◆ **Task brief**
Replace "headlight" with "headlamp" throughout these lines and write them all out again with nothing else changed. Leave the pictures out of your answer.

◆ **Data listing**
━━━
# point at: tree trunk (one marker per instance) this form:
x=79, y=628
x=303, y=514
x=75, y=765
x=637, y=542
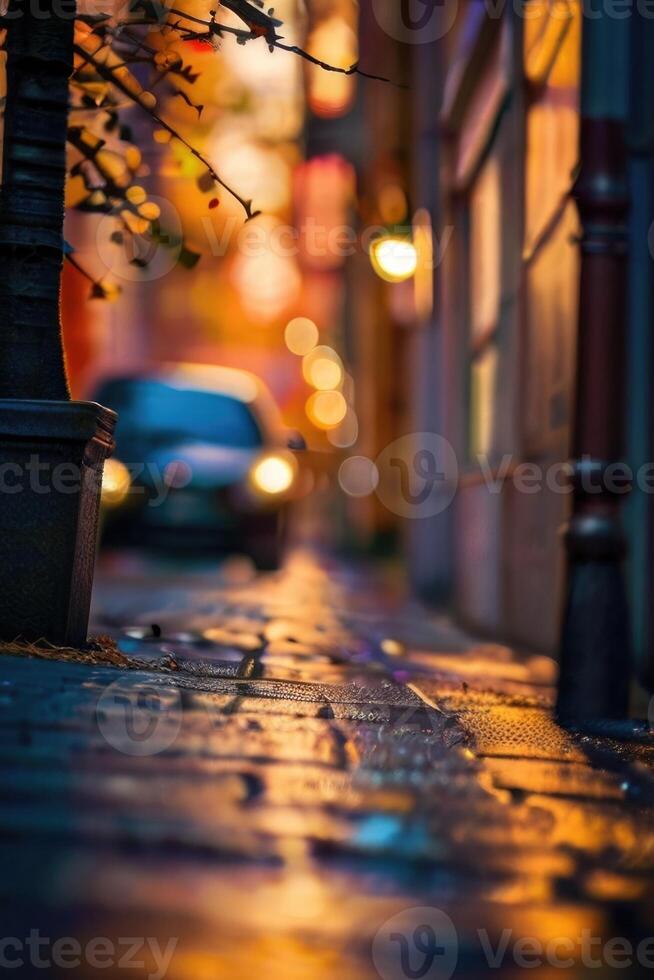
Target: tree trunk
x=39, y=65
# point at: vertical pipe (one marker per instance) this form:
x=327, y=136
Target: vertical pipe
x=595, y=635
x=39, y=63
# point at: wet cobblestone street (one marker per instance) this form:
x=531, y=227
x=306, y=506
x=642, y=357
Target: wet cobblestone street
x=307, y=776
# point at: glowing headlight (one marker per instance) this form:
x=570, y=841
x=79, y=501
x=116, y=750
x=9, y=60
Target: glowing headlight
x=273, y=474
x=116, y=482
x=394, y=258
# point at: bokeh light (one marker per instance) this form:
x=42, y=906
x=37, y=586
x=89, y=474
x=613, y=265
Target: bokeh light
x=333, y=41
x=393, y=258
x=346, y=433
x=322, y=368
x=274, y=474
x=301, y=335
x=326, y=409
x=358, y=476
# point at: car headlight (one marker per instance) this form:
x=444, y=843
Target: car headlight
x=273, y=474
x=116, y=481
━━━
◆ **Task response**
# point at: tree trunk (one marker per instance) this form:
x=79, y=628
x=303, y=514
x=75, y=765
x=637, y=542
Target: tree trunk
x=39, y=65
# point at: vertical pipe (one marker per instance) this form:
x=327, y=136
Target: vertical pipe
x=595, y=635
x=39, y=63
# point at: wet cobblestone street (one marker per instance) this form:
x=531, y=227
x=306, y=506
x=642, y=357
Target: wet cobblestone street
x=307, y=776
# point at: glowing headlamp (one marker per instance) this form:
x=570, y=841
x=79, y=501
x=116, y=750
x=9, y=60
Target: glowing headlamp
x=273, y=474
x=116, y=482
x=394, y=258
# point at: bokeh light (one marker per instance) this form:
x=42, y=906
x=37, y=586
x=89, y=474
x=613, y=265
Target: bokeh light
x=333, y=41
x=393, y=258
x=346, y=433
x=322, y=368
x=274, y=474
x=301, y=335
x=326, y=409
x=358, y=476
# point at: car headlamp (one marker per instance) this form:
x=444, y=843
Target: car headlamp
x=273, y=474
x=116, y=481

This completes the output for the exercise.